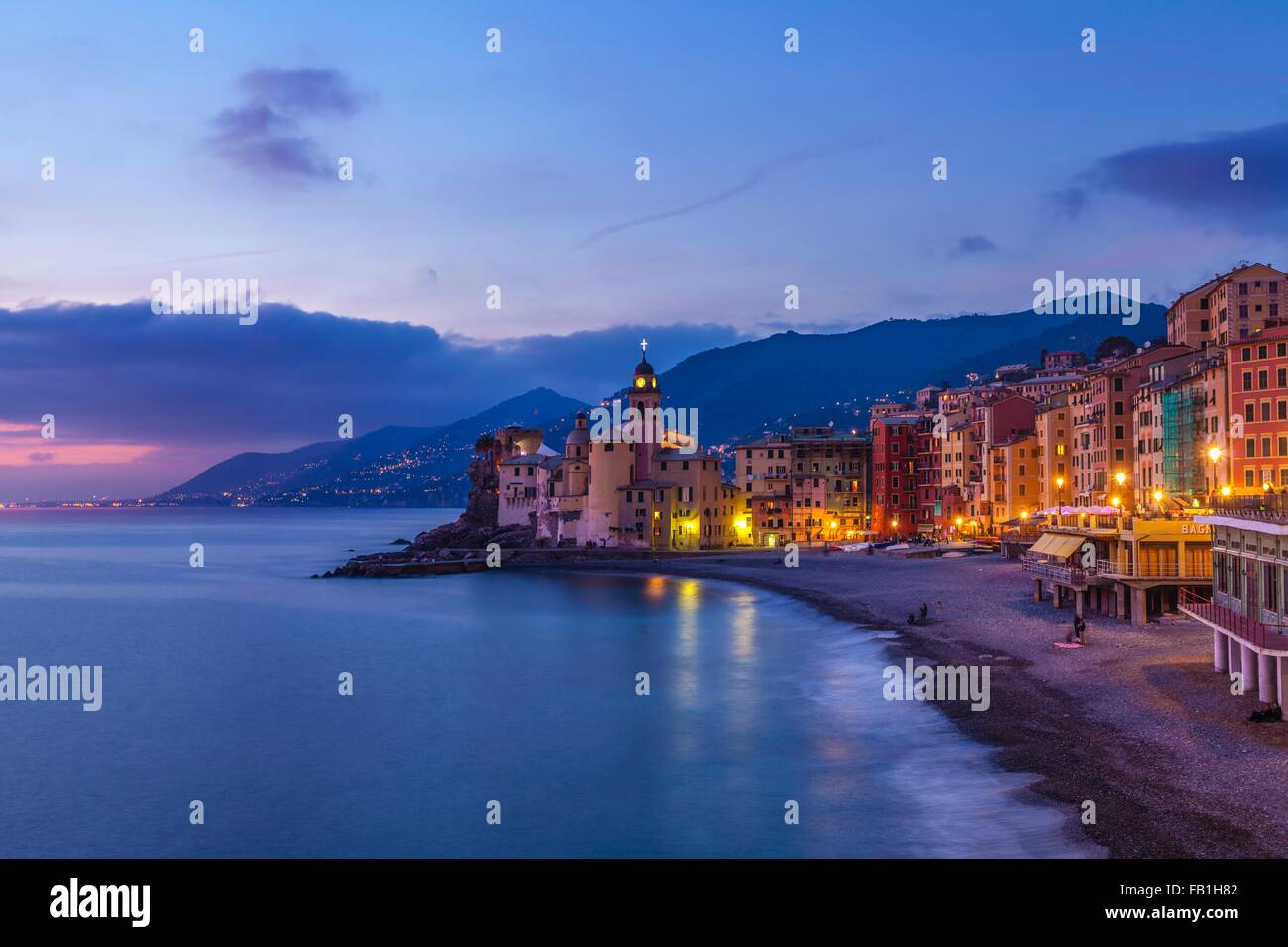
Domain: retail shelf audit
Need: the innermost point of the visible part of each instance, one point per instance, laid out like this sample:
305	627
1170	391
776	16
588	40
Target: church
619	486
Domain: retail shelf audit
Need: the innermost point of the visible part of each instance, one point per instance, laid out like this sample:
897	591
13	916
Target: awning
1057	544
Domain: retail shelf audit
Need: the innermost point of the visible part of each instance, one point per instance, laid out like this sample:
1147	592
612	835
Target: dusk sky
516	169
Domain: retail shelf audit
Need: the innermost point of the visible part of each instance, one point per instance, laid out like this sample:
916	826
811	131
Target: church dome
579	434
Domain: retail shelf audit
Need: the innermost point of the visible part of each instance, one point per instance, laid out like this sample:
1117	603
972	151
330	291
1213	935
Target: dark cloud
263	134
301	91
258	140
974	244
1069	202
1193	176
120	372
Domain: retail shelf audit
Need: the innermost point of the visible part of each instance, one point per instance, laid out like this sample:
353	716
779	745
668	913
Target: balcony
1070	577
1257	633
1269	508
1022	534
1198	574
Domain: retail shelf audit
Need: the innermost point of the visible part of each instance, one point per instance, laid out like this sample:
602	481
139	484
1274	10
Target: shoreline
1138	723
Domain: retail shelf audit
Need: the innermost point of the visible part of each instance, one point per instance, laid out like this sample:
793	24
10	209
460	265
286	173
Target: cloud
1193	178
974	244
263	134
130	386
758	174
1069	202
303	91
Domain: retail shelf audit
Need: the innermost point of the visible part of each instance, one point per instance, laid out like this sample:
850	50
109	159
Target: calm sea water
220	684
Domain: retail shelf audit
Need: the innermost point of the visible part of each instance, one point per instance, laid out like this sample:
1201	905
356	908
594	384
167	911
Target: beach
1137	723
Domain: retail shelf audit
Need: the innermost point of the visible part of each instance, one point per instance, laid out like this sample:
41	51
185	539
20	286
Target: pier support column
1248	665
1266	678
1138	605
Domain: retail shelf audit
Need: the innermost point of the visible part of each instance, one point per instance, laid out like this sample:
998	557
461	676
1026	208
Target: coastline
1137	723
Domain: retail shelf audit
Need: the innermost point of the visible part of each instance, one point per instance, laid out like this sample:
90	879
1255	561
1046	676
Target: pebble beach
1137	722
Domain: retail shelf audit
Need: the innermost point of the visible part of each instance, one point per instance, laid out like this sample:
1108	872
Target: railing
1113	569
1250	630
1267	506
1022	534
1068	575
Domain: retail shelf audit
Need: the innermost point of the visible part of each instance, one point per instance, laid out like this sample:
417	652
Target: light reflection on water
518	685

GIVEN REQUEST> Take the entries shown above and quote them verbatim, passing over the pictures.

RESPONSE TO THE TASK>
Domain: retail shelf audit
Need: the innermost point of the visible part of each instance, one point per instance, laid out like this sample:
305	627
1170	391
776	16
588	40
Target: church
619	486
Domain: retail shelf audit
Need: the innermost point of the visible part of each instance, one point per instance, laid out like this sample:
897	591
13	916
Target: awning
1057	544
Domain: retail shelf audit
Need: the innermost point of the visible part of each instance, one point per instance, laid out like this sample:
1147	592
612	835
Target: dusk sky
516	169
Domain: retail shelf audit
Need: the innermost point of the visible part of each instance, one point per instance, laid out like this sample:
916	826
811	131
Target: church dome
579	434
Domain: retail shelf audit
Need: the innermost point of the visible part of each instance, one point per instance, laid out like this sample:
1117	603
972	151
330	291
1213	935
Target: dark cloud
263	134
301	91
258	140
974	244
1069	202
1193	176
120	372
Domain: retail shelf audit
Need: the innermost point of the visible part of each instance, one point per instance, laid out like this sample:
353	716
779	745
668	913
Target: balcony
1070	577
1257	633
1269	508
1022	534
1198	574
Domain: retail shelf audit
Need: the innermost point of the visible part of each instance, one point per instance, laid out like this sample:
602	481
139	484
1274	10
Target: shoreline
1138	723
Domain: retail shelf audit
Need: the innermost point of the visible part of each instance, one point per instance, laid out like this sample:
793	24
10	209
460	265
286	173
Target: cloud
1193	178
974	244
263	134
130	386
758	174
1069	202
303	91
Domain: retail shelf audit
Need: the innermost point of the visible part of each instance, one point per instance, laid out like this sample:
850	50
109	159
Target: calm sea water
220	684
Domain: retail shelf audit
Need: the innermost point of the visible part of each instance, one point per instance, laid out like this sample:
1201	905
356	908
594	384
167	911
Target: beach
1137	723
Domain: retail shelf audit
Need: the innermost point of the visible part of each instance, one point per instance, laid out like this sample:
41	51
185	539
20	286
Target: pier support column
1248	665
1266	678
1138	605
Domain: retail shelf audit
Need: the innermost point of the visible part of each instance, one point per instance, laid out like this sample:
998	557
461	676
1026	208
Target: coastline
1137	723
Domain: retail shelf audit
Need: the innermost point of the visible part of each instance, one point per instance, laid out like this sample:
90	879
1255	561
1046	676
Target: pebble beach
1137	722
Domain: retail shelf audit
Need: the innermost point of the visible part of each instance, one point per instance, laid out like this sample:
1108	872
Target: railing
1113	569
1250	630
1267	506
1022	534
1068	575
Domain: retail shelf audit
Need: the innermost point of the visible part of each instance, one point per instance, laid out like this sample:
417	652
Target: light reflection on water
518	685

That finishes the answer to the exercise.